Texto de lectura:
Perdieron piezas dentales por golpizas, por estrés, por mala alimentación. O comen sano y hacen ejercicio pero tienen el colesterol alto. ¿De dónde viene este estrés maldito? Varios integraron al miedo como compañero de por vida.

«Nos costó entender que tenemos que hablar -dice Klingler-. A esta altura hay que meter el dedo en la llaga, hace mucho daño ocultar. Eso, en este momento, es proteger este tipo de prácticas destructivas del otro. Las heridas siguen abiertas y no van a cicatrizar si no logramos una correcta visión de las cosas.»

Notas

1) Eatip, Gtnm-RJ, Cintras, Sersoc, Daño transgeneracional. Consecuencias de la represión política en el Cono Sur. Santiago, 2009. 

2) «Parar para seguir», Brecha, 3-XI-17. 

3) «Ese agujero», Brecha, 29-V-17.


Reparación en pedacitos

En diciembre de 2005 el doctor Ricardo Elena elaboró el informe «Fundamentos para una ley compensadora y jubilatoria de los sometidos a prisión prolongada y tortura (Ppt)» en Uruguay, que fue entregado por Crysol a los legisladores como insumo para la ley reparatoria. Se explica que el estrés causado por Ppt produce inmunodepresión y enfermedades de todo tipo: infecciosas, degenerativas, neoplásicas y psíquicas. «Hay un aumento de la frecuencia de enfermedades y de muertes, y menor expectativa de vida de los sometidos a Ppt que los no sometidos a esta agresión.»

Sólo considerando algunos de los casos consultados para esta nota, de los 50 denunciantes en la causa Boiso Lanza, cinco murieron: cuatro por cáncer, el restante por problemas cardíacos. De los 20 denunciantes por la causa de Treinta y Tres murieron cuatro: dos por problemas cardiovasculares, los otros fallecieron antes de los 40 años, en la indigencia. Tres de las 28 denunciantes por violencia sexual fallecieron de cáncer. Otras víctimas y familiares sufren problemas respiratorios o mal de Parkinson, ataques de pánico, miedo a la oscuridad, pesadillas con la tortura o insomnio por los recuerdos.

Datos extraídos:
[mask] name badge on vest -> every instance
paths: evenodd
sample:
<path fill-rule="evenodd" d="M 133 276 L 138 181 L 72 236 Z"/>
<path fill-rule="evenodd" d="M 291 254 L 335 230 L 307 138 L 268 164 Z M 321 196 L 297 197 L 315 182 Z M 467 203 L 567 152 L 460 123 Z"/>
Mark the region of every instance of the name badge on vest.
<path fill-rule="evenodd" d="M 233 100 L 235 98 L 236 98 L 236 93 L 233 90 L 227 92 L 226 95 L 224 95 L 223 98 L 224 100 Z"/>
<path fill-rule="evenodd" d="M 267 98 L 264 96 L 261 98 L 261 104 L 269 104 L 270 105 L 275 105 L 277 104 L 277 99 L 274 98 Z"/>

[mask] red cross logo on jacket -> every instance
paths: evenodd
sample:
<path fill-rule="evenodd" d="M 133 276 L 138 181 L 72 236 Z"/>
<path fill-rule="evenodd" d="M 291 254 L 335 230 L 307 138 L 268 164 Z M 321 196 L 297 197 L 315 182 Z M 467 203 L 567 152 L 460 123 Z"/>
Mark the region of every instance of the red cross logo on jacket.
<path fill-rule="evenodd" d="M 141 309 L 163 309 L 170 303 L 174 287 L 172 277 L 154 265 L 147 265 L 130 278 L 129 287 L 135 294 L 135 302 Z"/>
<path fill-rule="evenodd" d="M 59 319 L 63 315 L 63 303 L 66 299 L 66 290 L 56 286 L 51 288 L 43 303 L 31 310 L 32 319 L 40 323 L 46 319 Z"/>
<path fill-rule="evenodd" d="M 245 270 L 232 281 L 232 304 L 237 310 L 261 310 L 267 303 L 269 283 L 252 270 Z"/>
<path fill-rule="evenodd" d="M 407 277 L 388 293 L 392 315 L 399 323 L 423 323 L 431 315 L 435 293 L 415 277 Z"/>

Tareas a realizar:
1 – Según el texto sobre las secuelas de la prisión y la tortura, ¿cuántos de los 50 denunciantes en la causa Boiso Lanza murieron y de qué?
2 – Indica si cada afirmación concuerda con el texto sobre las secuelas de la prisión y la tortura, y cita las palabras que lo deciden. (a) El informe del doctor Ricardo Elena se elaboró en diciembre de 2005. (b) Las tres denunciantes por violencia sexual que fallecieron murieron por problemas cardíacos. (c) De los 20 denunciantes por la causa de Treinta y Tres murieron seis.
3 – Continúa el texto sobre las secuelas de la prisión y la tortura a partir de su última oración.
Los ítems no son necesarios para este ejercicio.

Respuestas del ejercicio:
1 – Murieron cinco: cuatro por cáncer y el restante por problemas cardíacos.

2 –
(a) Sí: «En diciembre de 2005 el doctor Ricardo Elena elaboró el informe».
(b) No: «Tres de las 28 denunciantes por violencia sexual fallecieron de cáncer».
(c) No: «De los 20 denunciantes por la causa de Treinta y Tres murieron cuatro».

3 –
La Oficina de Atención a las Víctimas del Terrorismo de Estado fue creada para atender a las personas amparadas por la ley 18.033 y/o la ley 18.596, a sus hijos y nietos, con derecho a recibir en forma gratuita y vitalicia la asistencia psicológica, psiquiátrica, odontológica y farmacológica, recibiendo cobertura integral de salud según el prestador elegido.

Sin embargo, los distintos entrevistados señalaron que no alcanza, que el servicio se rige bajo una concepción médica, poco afín a terapias de otro tipo, y que queda restringida a Montevideo.

Por otra parte, no se contempla acompañamiento ni apoyo terapéutico antes, durante y después de declarar en las causas -como sí ocurre en Argentina-, aunque un proyecto de este tipo fue presentado a Javier Miranda cuando ocupaba la Dirección de Derechos Humanos del Mec (Ministerio de Educación y Cultura) e incluso llegó a Graciela Jorge cuando dirigía la Secretaría de Derechos Humanos para el Pasado Reciente, pero se les respondió que no había recursos para implementarlo.